▸ **Document segment**
- - -
Gene Assembly in Ciliates - A glimpse into biological information processing

When researching material for a term paper on biocomputing, I came across a fascinating group of critters called ciliates. Ciliates are unicellular organisms that process their genomic information in a peculiar and unique way, one that was fascinating to study for the computer scientist side of me. In ciliates, we find a very illustrative example of how biological systems use structure as information. Plus they use pointers and linked lists.

 
There they are. Some ciliates. [Image from http://www.liacs.nl/~rbrijder/views_gene_assembly/]

Ciliates, unlike other eukaryotes, have two different kinds of nuclei: macronuclei and micronuclei. A macronucleus is used in the everyday operation of the organism, for synthesizing the proteins it needs to survive. A micronucleus only comes into play during sexual reproduction (I'm stressing this because ciliates can also reproduce asexually). During sexual reproduction, two ciliates recombine their genetic material. The result is somewhat unusual: instead of yielding 2+n organisms - two parents, n children - this reproduction transforms the two original organisms which are then more like twins than anything else.
This is odd to begin with, but the way this works is even more interesting. Because after exchange of genetic material, each of the individuals discards its macronucleus and assembles a new one from the genetic material in the micronuclei.
- - -
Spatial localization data

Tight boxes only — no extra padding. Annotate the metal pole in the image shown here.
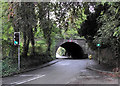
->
[98,47,100,64]
[18,46,20,70]
[18,32,20,70]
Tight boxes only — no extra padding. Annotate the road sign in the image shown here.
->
[14,32,20,70]
[97,44,101,47]
[14,32,20,46]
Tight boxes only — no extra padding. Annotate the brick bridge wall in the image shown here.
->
[55,39,91,54]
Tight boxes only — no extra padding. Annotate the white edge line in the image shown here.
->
[10,75,45,84]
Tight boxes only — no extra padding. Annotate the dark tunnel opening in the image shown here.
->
[61,42,84,59]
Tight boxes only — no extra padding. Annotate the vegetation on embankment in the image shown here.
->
[79,2,120,65]
[0,2,120,75]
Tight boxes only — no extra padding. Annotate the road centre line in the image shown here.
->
[10,75,45,84]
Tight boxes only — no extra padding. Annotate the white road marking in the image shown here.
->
[14,74,39,77]
[10,75,45,84]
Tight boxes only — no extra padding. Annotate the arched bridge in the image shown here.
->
[55,39,88,59]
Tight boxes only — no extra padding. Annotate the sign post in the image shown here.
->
[14,32,20,70]
[97,44,101,64]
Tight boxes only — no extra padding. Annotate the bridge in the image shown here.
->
[55,39,89,59]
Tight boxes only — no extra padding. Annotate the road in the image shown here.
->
[3,59,118,84]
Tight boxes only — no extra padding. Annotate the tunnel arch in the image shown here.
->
[60,42,84,59]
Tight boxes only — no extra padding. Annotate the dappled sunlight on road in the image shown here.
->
[56,53,68,59]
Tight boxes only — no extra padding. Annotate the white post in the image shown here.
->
[18,32,20,70]
[18,46,20,70]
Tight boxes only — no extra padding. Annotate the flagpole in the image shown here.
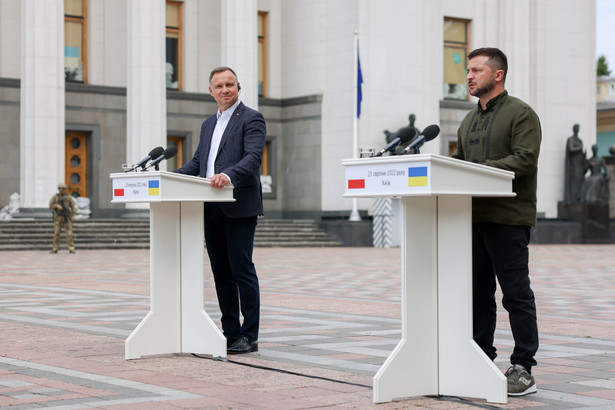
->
[348,29,361,222]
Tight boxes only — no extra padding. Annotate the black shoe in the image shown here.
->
[226,336,258,354]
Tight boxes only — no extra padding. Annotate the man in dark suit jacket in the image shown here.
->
[175,67,266,354]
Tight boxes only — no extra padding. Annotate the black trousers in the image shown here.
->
[204,203,260,341]
[472,222,538,372]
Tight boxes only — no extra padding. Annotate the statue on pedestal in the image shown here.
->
[582,144,609,202]
[564,124,586,205]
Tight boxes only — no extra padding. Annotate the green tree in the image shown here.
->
[597,56,611,76]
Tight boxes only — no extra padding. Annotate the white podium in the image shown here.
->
[342,154,514,403]
[110,171,234,359]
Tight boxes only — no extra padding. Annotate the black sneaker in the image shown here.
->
[504,364,538,396]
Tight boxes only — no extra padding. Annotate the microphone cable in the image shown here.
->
[191,353,500,410]
[191,353,372,390]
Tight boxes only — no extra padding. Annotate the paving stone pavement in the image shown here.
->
[0,245,615,409]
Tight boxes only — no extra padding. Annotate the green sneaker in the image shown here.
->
[504,364,538,396]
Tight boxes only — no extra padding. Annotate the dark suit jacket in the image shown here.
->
[175,102,267,218]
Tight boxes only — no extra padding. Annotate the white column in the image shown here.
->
[126,0,167,170]
[221,0,258,109]
[20,0,65,208]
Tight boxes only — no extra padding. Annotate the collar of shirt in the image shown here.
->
[478,90,508,112]
[216,99,241,121]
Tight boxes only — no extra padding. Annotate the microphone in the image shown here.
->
[124,147,164,172]
[404,124,440,154]
[148,147,177,171]
[372,127,416,158]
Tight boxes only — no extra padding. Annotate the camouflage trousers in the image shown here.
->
[53,218,75,251]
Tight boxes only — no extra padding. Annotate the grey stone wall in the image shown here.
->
[0,78,20,208]
[0,79,322,218]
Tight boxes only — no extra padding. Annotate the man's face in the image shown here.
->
[209,71,239,111]
[466,56,497,98]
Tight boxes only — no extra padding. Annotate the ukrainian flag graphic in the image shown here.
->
[147,180,160,195]
[408,167,427,186]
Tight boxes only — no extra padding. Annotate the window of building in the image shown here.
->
[444,17,470,100]
[257,11,267,97]
[166,1,182,90]
[261,136,277,199]
[64,0,87,83]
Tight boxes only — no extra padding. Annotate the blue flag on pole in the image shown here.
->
[357,41,363,118]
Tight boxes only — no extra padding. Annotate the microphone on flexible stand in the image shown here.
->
[404,124,440,154]
[147,147,177,171]
[372,127,416,157]
[124,147,164,172]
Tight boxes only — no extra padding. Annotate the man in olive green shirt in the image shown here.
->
[453,48,542,396]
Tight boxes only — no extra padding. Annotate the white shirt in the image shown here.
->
[205,100,239,181]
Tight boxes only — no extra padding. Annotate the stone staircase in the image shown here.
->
[0,218,342,251]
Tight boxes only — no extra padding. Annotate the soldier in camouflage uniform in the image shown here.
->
[49,182,77,253]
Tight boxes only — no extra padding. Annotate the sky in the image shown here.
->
[596,0,615,71]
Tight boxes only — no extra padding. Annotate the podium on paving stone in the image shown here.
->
[110,171,234,359]
[342,154,514,403]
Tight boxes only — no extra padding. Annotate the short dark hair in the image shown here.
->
[209,66,239,84]
[468,47,508,79]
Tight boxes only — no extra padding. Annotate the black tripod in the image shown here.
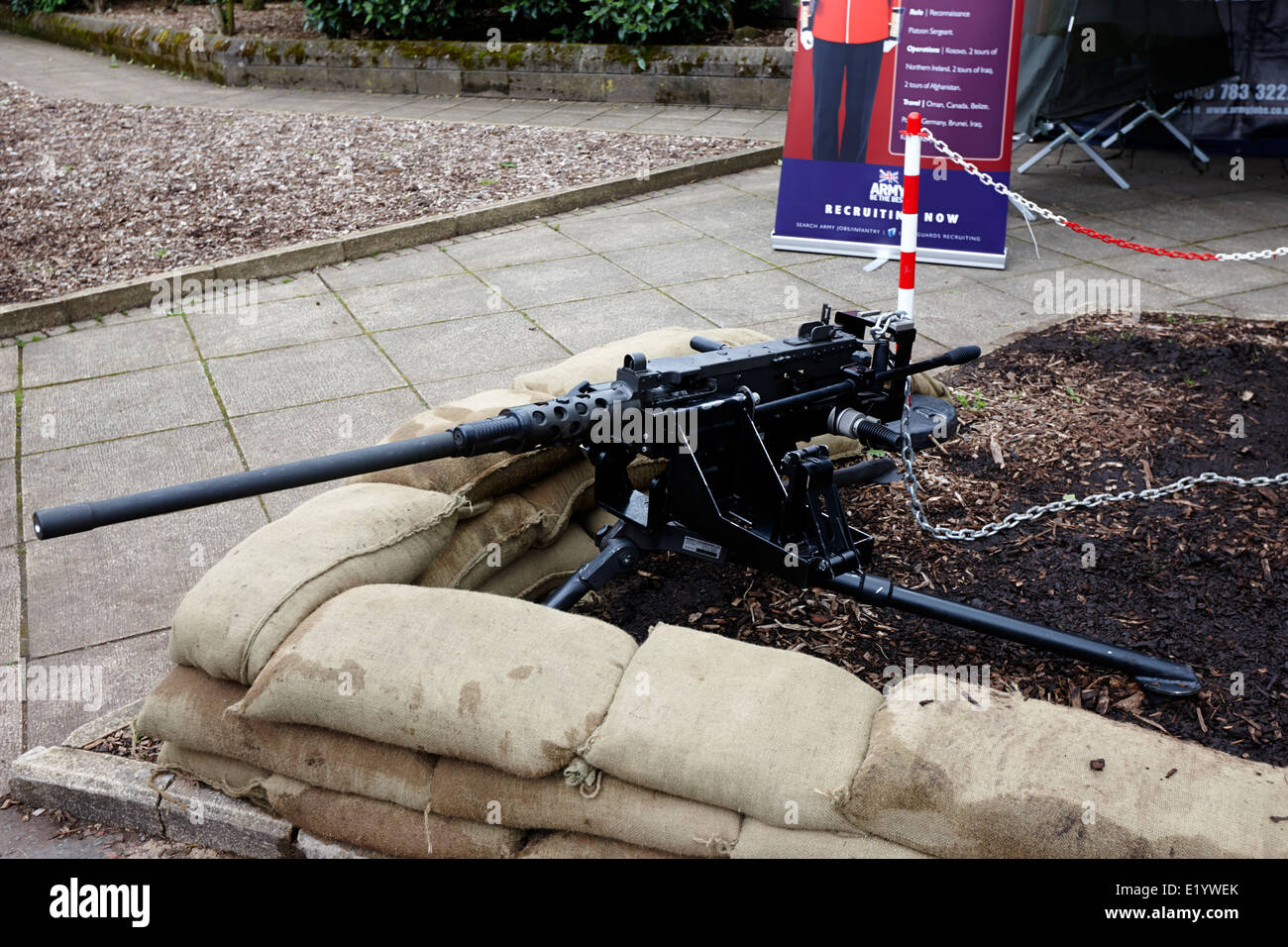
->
[545,401,1199,697]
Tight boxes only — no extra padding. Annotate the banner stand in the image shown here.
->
[770,233,1008,269]
[770,0,1024,269]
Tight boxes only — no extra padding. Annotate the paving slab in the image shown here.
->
[416,356,554,407]
[232,388,425,519]
[22,423,267,657]
[446,222,587,270]
[0,346,18,391]
[22,361,222,455]
[604,237,770,286]
[0,690,22,798]
[1112,254,1288,299]
[374,311,568,385]
[1105,191,1288,244]
[480,257,645,309]
[664,269,860,327]
[0,391,18,461]
[207,336,406,416]
[338,273,514,333]
[901,284,1052,348]
[525,290,712,353]
[318,246,461,290]
[786,253,976,300]
[0,460,20,549]
[1195,226,1288,273]
[548,210,702,254]
[27,631,174,746]
[22,317,197,388]
[184,287,362,359]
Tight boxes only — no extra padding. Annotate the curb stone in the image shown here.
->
[9,734,295,858]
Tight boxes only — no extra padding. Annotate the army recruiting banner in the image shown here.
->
[773,0,1024,269]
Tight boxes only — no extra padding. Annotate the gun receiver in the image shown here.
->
[33,307,1199,695]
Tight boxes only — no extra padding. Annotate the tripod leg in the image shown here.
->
[542,536,640,612]
[821,573,1199,697]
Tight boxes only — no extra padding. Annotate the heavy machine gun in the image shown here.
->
[34,307,1199,695]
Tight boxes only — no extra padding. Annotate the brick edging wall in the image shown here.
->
[0,7,793,108]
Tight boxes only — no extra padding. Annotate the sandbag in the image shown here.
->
[170,483,461,684]
[229,585,636,779]
[844,676,1288,858]
[519,832,680,858]
[265,776,524,858]
[514,327,769,399]
[478,523,599,600]
[158,742,271,806]
[912,371,950,399]
[731,818,927,858]
[430,756,742,858]
[519,459,595,546]
[134,668,434,810]
[581,625,881,831]
[351,389,579,502]
[416,494,541,588]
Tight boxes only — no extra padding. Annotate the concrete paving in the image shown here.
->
[0,27,1288,791]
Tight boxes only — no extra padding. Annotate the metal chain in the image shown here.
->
[899,377,1288,543]
[921,129,1288,261]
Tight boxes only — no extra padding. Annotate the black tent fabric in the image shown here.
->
[1038,0,1234,120]
[1015,0,1077,136]
[1128,0,1288,155]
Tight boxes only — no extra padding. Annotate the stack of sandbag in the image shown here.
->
[139,329,968,857]
[842,676,1288,858]
[137,585,907,858]
[355,329,767,599]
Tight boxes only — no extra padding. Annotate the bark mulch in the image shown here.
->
[0,82,761,303]
[580,314,1288,766]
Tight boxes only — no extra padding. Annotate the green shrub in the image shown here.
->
[298,0,778,44]
[304,0,469,39]
[9,0,68,17]
[501,0,778,44]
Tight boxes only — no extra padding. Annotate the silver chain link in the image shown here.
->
[921,129,1288,261]
[899,377,1288,543]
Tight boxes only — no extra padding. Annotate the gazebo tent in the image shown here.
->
[1017,0,1288,154]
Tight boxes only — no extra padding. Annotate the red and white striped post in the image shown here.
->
[898,112,921,317]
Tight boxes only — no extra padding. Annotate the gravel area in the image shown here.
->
[0,82,760,303]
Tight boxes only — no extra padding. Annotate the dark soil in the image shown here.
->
[580,314,1288,766]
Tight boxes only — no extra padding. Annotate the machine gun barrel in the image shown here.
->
[31,430,460,540]
[824,573,1199,697]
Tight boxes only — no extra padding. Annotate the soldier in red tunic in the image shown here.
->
[800,0,899,161]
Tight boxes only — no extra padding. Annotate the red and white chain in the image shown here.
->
[899,377,1288,543]
[921,129,1288,261]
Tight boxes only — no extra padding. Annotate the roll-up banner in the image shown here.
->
[773,0,1024,269]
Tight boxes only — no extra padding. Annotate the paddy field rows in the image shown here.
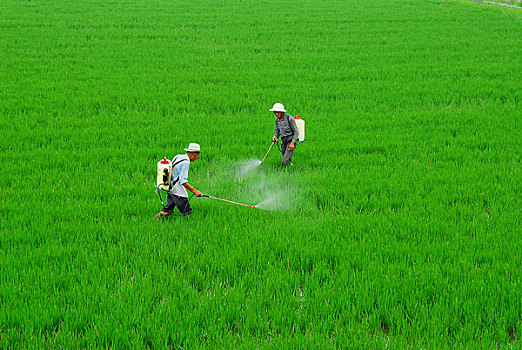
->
[0,0,522,349]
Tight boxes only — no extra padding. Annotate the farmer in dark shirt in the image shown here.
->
[270,103,299,165]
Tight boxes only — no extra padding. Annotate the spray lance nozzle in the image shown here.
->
[203,194,256,208]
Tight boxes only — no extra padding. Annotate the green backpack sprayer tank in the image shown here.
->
[294,115,305,141]
[156,157,172,190]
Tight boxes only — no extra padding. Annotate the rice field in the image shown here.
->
[0,0,522,349]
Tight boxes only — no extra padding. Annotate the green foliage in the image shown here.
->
[0,0,522,349]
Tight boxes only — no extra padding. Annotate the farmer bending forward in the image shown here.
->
[270,103,299,165]
[156,143,203,218]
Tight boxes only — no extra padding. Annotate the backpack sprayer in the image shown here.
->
[259,115,305,165]
[156,158,255,208]
[156,157,172,206]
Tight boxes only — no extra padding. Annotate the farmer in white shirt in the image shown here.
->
[156,143,203,218]
[269,103,299,165]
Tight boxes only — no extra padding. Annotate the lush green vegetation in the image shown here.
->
[0,0,522,349]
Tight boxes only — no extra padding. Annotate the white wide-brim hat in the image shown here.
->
[269,103,286,112]
[185,143,200,153]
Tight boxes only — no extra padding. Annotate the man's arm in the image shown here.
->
[183,182,203,197]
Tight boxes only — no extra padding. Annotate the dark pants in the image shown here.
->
[162,192,192,216]
[281,135,297,165]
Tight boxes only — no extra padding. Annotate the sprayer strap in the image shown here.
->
[169,156,188,190]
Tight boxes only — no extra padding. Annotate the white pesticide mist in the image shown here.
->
[255,193,278,210]
[235,159,261,178]
[249,181,294,210]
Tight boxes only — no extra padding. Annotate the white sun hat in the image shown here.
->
[269,103,286,112]
[185,143,200,153]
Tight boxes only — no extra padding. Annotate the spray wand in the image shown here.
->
[203,194,256,208]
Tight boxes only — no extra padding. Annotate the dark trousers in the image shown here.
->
[162,192,193,216]
[281,135,297,165]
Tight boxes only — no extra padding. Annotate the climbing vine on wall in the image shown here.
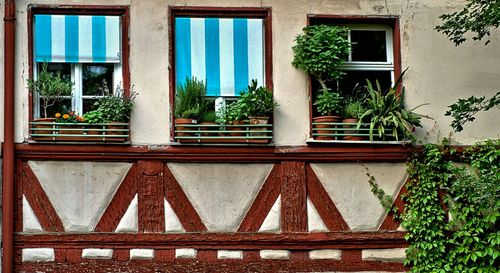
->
[370,140,500,273]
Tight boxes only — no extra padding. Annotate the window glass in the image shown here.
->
[351,29,387,62]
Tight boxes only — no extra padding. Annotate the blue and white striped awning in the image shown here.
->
[175,17,265,96]
[34,14,121,63]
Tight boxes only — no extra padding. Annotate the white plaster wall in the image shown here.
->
[8,0,500,145]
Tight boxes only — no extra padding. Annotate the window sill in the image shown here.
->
[174,124,273,145]
[29,121,130,145]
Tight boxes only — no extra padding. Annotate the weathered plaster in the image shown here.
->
[8,0,500,145]
[217,250,243,259]
[116,194,139,232]
[259,195,281,232]
[309,249,342,260]
[307,197,328,232]
[163,199,185,233]
[21,248,55,262]
[29,161,131,231]
[361,248,406,262]
[168,163,272,232]
[23,195,43,232]
[311,163,406,230]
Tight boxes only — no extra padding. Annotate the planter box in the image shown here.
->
[175,124,273,144]
[312,122,406,143]
[30,121,130,144]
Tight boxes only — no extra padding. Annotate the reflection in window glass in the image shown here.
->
[82,64,113,95]
[351,30,387,62]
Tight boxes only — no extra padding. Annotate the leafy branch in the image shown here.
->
[445,91,500,132]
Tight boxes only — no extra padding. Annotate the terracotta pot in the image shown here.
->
[313,116,340,140]
[106,122,127,142]
[342,118,364,140]
[200,121,219,136]
[31,118,56,141]
[227,120,245,136]
[248,117,269,143]
[174,118,198,142]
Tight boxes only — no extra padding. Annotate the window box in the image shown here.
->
[30,120,130,144]
[175,121,273,144]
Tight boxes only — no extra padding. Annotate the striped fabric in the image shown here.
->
[175,17,264,96]
[34,14,121,63]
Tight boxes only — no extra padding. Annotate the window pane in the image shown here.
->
[339,71,392,96]
[39,98,71,118]
[37,63,71,80]
[82,64,113,96]
[351,30,387,62]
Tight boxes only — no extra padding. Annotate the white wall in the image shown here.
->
[5,0,500,146]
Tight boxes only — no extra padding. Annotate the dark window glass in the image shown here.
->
[37,63,71,81]
[82,64,113,96]
[351,30,387,62]
[339,71,391,96]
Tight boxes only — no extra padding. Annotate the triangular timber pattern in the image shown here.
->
[17,162,64,232]
[306,165,349,231]
[16,161,352,233]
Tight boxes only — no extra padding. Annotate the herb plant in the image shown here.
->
[28,63,73,118]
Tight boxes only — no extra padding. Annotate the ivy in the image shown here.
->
[369,140,500,273]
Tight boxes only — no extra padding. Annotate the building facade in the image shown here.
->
[0,0,500,272]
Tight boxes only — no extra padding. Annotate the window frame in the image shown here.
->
[307,14,402,140]
[27,5,130,122]
[168,6,273,142]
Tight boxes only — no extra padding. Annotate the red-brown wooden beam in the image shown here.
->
[137,161,165,232]
[280,162,307,233]
[306,164,349,231]
[94,164,138,232]
[22,162,64,232]
[15,231,407,250]
[16,144,418,163]
[238,164,281,232]
[163,164,207,232]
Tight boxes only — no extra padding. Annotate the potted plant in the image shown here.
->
[28,63,73,140]
[83,87,137,141]
[342,98,367,140]
[357,77,427,141]
[200,111,219,136]
[215,100,247,136]
[292,25,351,140]
[174,77,208,140]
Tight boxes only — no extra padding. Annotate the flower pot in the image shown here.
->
[342,118,364,140]
[31,118,57,141]
[313,116,340,140]
[248,117,269,143]
[174,118,198,142]
[106,122,127,142]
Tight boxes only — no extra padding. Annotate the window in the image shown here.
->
[171,7,271,116]
[32,10,126,118]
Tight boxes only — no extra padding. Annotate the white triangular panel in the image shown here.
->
[311,163,406,230]
[115,194,139,232]
[259,195,281,232]
[163,199,185,233]
[23,194,43,232]
[307,197,328,232]
[29,161,132,232]
[168,163,273,232]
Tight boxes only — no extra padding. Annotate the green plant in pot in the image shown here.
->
[292,25,351,140]
[174,77,208,141]
[238,80,278,124]
[342,98,367,140]
[357,78,429,141]
[28,63,73,121]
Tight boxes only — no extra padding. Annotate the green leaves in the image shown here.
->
[445,91,500,132]
[292,25,351,89]
[436,0,500,46]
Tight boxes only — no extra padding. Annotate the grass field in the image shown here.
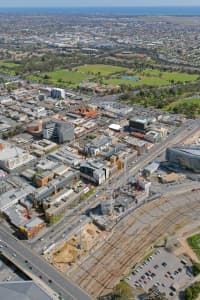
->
[166,98,200,111]
[104,69,199,87]
[0,61,19,69]
[0,60,19,75]
[19,64,199,88]
[143,69,199,82]
[73,64,127,76]
[187,233,200,259]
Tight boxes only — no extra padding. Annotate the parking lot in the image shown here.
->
[127,249,193,299]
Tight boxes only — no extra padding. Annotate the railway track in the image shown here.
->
[72,195,200,297]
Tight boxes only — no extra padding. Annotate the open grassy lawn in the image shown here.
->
[104,69,199,87]
[73,64,127,76]
[24,64,199,88]
[143,69,199,82]
[45,70,86,84]
[187,233,200,259]
[0,60,19,75]
[165,98,200,111]
[0,60,19,69]
[104,75,168,87]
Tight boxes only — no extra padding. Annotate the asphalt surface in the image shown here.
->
[127,250,193,299]
[0,227,91,300]
[0,120,199,300]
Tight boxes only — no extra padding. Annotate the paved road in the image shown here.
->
[0,121,199,300]
[31,120,200,249]
[0,225,91,300]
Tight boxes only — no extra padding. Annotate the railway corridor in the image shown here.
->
[70,191,200,297]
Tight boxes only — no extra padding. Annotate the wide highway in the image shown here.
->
[0,225,92,300]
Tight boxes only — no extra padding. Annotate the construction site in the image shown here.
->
[68,188,200,298]
[46,223,107,272]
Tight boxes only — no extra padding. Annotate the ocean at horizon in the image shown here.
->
[0,6,200,16]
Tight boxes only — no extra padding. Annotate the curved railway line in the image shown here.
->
[71,193,200,297]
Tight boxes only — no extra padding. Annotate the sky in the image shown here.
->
[0,0,200,7]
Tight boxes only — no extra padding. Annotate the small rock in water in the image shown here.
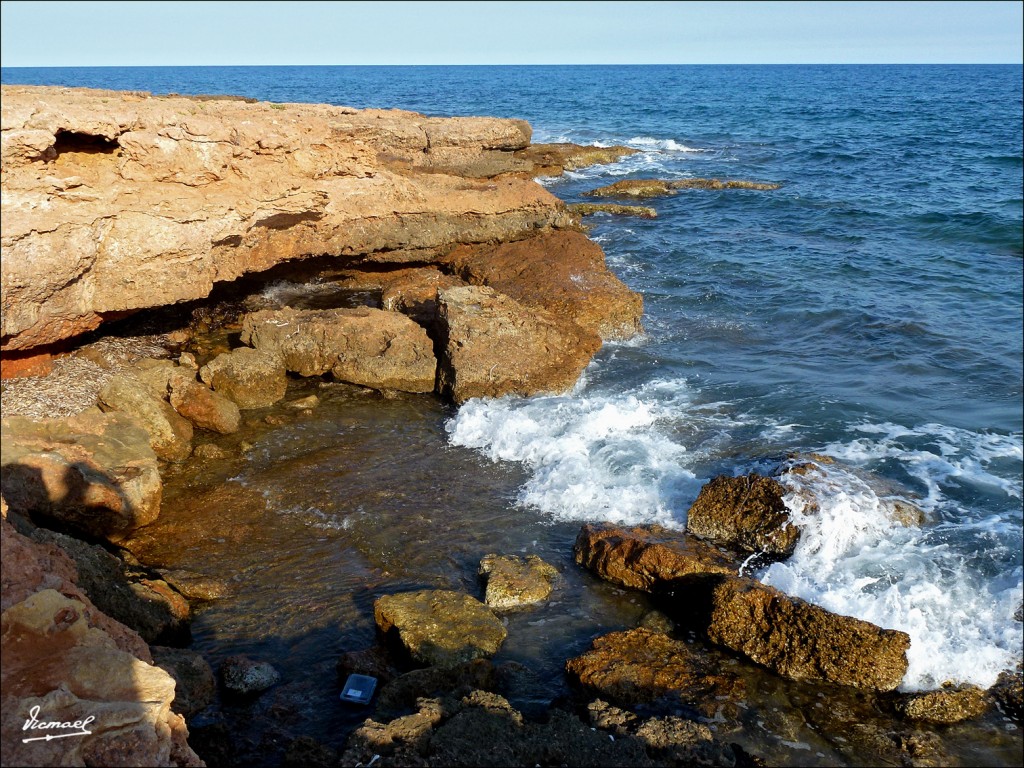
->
[220,655,281,693]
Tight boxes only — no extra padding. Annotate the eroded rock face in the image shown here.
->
[442,231,643,340]
[242,307,437,392]
[0,589,203,766]
[374,590,508,667]
[0,86,570,351]
[199,347,288,411]
[0,414,162,541]
[686,474,800,557]
[437,286,601,403]
[565,628,742,703]
[572,524,738,591]
[665,574,910,690]
[480,555,558,610]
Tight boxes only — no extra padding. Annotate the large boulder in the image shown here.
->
[374,590,508,667]
[0,85,569,352]
[99,375,193,462]
[686,474,800,557]
[480,555,558,610]
[572,523,738,591]
[0,589,203,766]
[662,574,910,690]
[442,230,643,340]
[242,307,437,392]
[437,286,601,403]
[0,414,162,541]
[565,628,742,705]
[199,347,288,411]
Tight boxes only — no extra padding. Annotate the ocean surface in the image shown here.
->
[2,66,1024,704]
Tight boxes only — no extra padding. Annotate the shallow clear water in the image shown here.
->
[2,66,1024,753]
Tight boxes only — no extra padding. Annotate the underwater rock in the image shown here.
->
[572,523,738,591]
[686,474,800,557]
[0,414,163,541]
[479,555,558,610]
[374,590,508,667]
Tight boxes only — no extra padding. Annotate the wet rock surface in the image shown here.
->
[573,524,738,591]
[480,555,558,610]
[374,590,508,667]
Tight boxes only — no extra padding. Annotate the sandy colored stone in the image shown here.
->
[437,286,601,403]
[374,590,508,667]
[0,85,569,351]
[479,555,558,610]
[199,347,288,411]
[0,414,163,541]
[442,231,643,340]
[686,474,800,557]
[573,524,738,591]
[242,307,437,392]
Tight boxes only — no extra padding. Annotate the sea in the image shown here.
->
[2,65,1024,753]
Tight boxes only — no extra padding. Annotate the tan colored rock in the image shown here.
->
[573,524,738,591]
[565,629,742,703]
[242,307,437,392]
[479,555,558,610]
[686,474,800,557]
[374,590,508,667]
[99,375,193,462]
[0,414,163,541]
[437,286,601,403]
[0,85,569,351]
[442,231,643,340]
[668,574,910,690]
[199,347,288,411]
[0,589,203,766]
[169,371,242,434]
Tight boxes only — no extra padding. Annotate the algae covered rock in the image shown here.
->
[374,590,508,667]
[479,555,558,610]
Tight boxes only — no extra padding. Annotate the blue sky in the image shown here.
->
[0,0,1024,67]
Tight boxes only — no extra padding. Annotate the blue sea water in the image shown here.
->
[2,66,1024,688]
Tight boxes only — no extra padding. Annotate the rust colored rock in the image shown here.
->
[374,590,508,667]
[437,286,601,403]
[443,231,643,340]
[666,574,910,690]
[565,629,742,703]
[99,375,193,462]
[170,372,242,434]
[199,347,288,411]
[242,307,437,392]
[572,524,738,591]
[0,589,203,766]
[479,555,558,610]
[896,685,991,724]
[0,85,570,352]
[0,414,163,541]
[686,474,800,557]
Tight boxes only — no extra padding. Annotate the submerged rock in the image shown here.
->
[686,474,800,557]
[566,203,657,219]
[0,414,163,541]
[374,590,508,667]
[664,574,910,690]
[99,375,193,462]
[572,524,738,591]
[242,307,437,392]
[199,347,288,411]
[437,286,601,403]
[479,555,558,610]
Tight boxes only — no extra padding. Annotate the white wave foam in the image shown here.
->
[446,381,696,527]
[761,442,1024,690]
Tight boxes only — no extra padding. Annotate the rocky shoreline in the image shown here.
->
[0,86,1021,766]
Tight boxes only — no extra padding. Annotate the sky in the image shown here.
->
[0,0,1024,67]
- - -
▸ **What to work on**
(A) In the passage on gene assembly in ciliates, what is a macronucleus used for?
(B) Sum up the passage on gene assembly in ciliates in two sentences.
(C) Carry on the passage on gene assembly in ciliates from the point where it stops.

▸ **Results in order**
(A) It is used in the organism's everyday operation, to synthesize the proteins it needs to survive.

(B) Ciliates are unicellular organisms with two kinds of nuclei: a macronucleus for everyday operation and protein synthesis, and a micronucleus used only in sexual reproduction. When two ciliates recombine their genetic material, they become more like twins than parents and children, and each then discards its macronucleus and assembles a new one from the genetic material in its micronuclei.

(C)
Now, the genetic material as stored in the micronuclei is highly redundant and scrambled. Parts of genes are scattered all over the micronucleic genome, and during gene assembly, these scattered parts are cut and pasted back together. The mechanism of this, as last I heard, is not entirely understood. But we do know that fragments of genes contain pointers - short DNA sequences at the end of a fragment that match the start of the next fragment somewhere in the micronucleic genome. To me, this looked an awful lot like linked lists, with genes being the entire list and gene fragments being the list elements, chained together by pointers that link the one element to its successor. However, this can't be the whole picture, because the "pointers" in the micronucleic genome are not unique - some pointers are only three bases long and point to any number of locations in the genome. One hypothesis is that the macronucleic DNA is not entirely discarded at first, but serves as a "template" for the genome-in-making. However, this, too, leaves some questions open.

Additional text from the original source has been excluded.